Since the establishment of multiparty democracy, the consensus among political leaders of all stripes has been to mobilize the image of a hydraulic state as the promise of a prosperous future. Turning Nepal into “the Switzerland of Asia” was imagined through the large-scale export of hydropower to India. What Wittfogel was unable to foresee was the specific trope the hydraulic state has attained in late liberal conditions: the idea that Nepal’s path to development in a global competition between nation-states will be accomplished through “becoming a hydropower nation” whose citizens at some point in the future will be able to reap the benefits of hydraulic wealth (Lord, 2016).
The Melamchi Project impressively reveals the obstacles to achieving such a global position, as it highlights how difficult it is to complete water infrastructure in Nepal. Integral to the vision of the future hydropower nation is a temporal positioning that assesses the present from a perspective that Elizabeth Povinelli (2011) termed the “future anterior”—once these water infrastructures will have been built, the current suffering caused by the lack of water and electricity will have been justified. In Nepal’s case, this leads to the process that Jane Guyer (2007) has termed the “evacuation of the near future” of which Melamchi is a prime example. Because the project is constantly looming just beyond the horizon promising to fix the problem, investment into smaller improvements that would have a clearer short-term impact—rain water harvesting, water saving, recharging the aquifer—is rendered unattractive and a waste of time and money.
Melamchi is a prime example of a much larger condition permeating many sectors of public and private life in Nepal that Heather Hindman (2014) has called “long-term provisionality.” What this term aptly captures is the fact that the conventional framing of these situations through the idiom of crisis is not doing justice to their open-endedness and the unlikelihood of their resolution (Roitman, 2013). Melamchi stands out among the host of unbuilt, delayed, unfinished, or suspended infrastructures throughout the country because it had the potential to be more than an expensive solution to the water scarcity in Kathmandu, but a multipurpose project. This option was developed by a group of water activists who, despite their initial critique of the project, felt confident that through the integration of a hydropower and an irrigation component, the project would gain economic viability and counterbalance the fact that Melamchi will only benefit the most affluent region of the country. Only these additions, they argued, would justify the ecological damage done to the Melamchi river and the social ramifications of the water diversion. By tracing how this intervention was rendered unrealistic, I argue for an understanding of the hydrosocial (e.g. Banister, 2014; Clark et al., 2017; Linton and Budds, 2014; Swyngedouw et al., 2002) that is able to account for a diverse set of knots in a meshwork of entangled entities (Ingold, 2011), some of which are human (e.g. politicians and activists) or supra-human (e.g. local communities, government agencies, international donor agencies, and diplomacy), while others are decidedly nonhuman (water and rock). Through an ethnographic engagement with this infrastructural meshwork, I aim to explain why it will take at least 20 years to build a water conduit to mitigate Kathmandu’s water shortage.

#### STORED ROWS:
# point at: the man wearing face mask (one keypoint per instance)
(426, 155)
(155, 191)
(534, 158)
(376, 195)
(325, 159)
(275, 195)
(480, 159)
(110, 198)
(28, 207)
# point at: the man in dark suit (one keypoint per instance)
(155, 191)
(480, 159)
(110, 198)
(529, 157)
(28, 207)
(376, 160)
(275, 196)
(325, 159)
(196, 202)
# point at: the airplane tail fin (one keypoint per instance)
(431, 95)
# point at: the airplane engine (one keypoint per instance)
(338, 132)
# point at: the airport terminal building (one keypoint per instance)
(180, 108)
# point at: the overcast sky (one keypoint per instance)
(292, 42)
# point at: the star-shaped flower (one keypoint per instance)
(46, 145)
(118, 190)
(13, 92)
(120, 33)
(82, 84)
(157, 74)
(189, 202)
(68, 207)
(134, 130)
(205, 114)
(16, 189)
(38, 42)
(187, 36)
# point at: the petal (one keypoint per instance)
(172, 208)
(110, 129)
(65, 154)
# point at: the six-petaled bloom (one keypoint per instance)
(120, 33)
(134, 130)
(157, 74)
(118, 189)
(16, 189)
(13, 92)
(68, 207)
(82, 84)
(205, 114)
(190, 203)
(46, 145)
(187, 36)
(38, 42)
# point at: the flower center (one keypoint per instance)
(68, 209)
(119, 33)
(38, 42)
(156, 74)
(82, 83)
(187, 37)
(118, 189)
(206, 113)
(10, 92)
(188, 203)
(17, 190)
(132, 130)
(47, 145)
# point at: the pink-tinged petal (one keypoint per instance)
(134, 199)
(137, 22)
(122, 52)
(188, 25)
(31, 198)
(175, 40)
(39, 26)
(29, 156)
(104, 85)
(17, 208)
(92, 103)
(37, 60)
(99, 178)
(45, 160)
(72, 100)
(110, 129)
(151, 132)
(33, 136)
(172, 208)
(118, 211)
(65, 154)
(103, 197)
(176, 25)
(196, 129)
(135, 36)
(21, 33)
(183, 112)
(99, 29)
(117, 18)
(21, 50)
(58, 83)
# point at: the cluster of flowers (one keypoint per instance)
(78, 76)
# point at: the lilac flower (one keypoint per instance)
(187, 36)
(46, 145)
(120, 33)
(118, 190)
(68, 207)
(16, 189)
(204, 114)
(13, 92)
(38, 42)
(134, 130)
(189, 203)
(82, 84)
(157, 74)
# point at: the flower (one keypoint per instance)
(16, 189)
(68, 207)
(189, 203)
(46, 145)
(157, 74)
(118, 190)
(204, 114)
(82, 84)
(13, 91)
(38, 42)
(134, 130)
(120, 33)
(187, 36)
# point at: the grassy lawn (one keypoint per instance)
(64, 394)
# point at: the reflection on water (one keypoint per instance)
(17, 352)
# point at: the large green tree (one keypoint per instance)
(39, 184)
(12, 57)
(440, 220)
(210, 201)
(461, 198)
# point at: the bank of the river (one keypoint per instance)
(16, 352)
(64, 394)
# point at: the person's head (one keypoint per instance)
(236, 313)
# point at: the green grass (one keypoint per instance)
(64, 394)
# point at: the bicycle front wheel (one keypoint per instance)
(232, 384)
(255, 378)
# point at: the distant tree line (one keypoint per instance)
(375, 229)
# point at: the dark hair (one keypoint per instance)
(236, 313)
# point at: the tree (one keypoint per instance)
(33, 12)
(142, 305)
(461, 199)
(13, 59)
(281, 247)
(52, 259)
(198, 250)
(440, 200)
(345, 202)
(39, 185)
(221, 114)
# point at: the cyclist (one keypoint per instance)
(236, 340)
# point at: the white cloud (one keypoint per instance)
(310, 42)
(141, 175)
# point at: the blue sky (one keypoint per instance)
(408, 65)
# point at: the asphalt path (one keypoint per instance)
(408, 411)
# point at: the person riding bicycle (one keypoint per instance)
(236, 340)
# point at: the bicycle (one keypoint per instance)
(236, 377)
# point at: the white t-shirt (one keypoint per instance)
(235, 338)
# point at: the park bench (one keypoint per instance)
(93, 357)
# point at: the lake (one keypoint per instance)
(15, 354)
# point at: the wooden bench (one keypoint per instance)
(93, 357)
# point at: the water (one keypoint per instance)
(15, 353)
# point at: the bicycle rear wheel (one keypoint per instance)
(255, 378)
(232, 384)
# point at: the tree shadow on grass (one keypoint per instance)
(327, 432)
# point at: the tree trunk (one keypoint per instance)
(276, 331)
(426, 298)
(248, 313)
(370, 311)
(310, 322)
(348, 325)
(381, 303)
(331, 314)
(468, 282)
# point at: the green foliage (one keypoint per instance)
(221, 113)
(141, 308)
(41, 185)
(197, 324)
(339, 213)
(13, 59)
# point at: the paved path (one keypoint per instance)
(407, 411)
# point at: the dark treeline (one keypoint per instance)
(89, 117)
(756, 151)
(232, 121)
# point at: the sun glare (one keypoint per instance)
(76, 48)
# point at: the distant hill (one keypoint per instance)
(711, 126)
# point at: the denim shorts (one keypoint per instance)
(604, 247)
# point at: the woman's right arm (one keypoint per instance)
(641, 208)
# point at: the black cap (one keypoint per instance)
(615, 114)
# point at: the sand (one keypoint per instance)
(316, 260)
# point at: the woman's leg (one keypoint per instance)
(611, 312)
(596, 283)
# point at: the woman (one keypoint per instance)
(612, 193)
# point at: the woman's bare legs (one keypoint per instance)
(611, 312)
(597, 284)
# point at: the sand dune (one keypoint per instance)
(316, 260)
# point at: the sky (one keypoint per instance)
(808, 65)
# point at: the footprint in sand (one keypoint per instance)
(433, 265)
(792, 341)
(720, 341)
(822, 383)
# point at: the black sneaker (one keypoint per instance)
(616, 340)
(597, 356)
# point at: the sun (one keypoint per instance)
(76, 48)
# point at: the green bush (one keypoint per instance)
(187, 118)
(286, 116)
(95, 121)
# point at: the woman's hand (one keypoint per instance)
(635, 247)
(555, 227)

#### REQUIREMENT 1:
List the supra-human entities that the Melamchi passage gives as examples of knots in the meshwork.
#### REQUIREMENT 2:
Count the lines of the records that contain the string "water". Case counts. Reply with the number only.
The records have no connection to the Melamchi passage.

#### TASK SOLUTION 1:
local communities, government agencies, international donor agencies, diplomacy

#### TASK SOLUTION 2:
2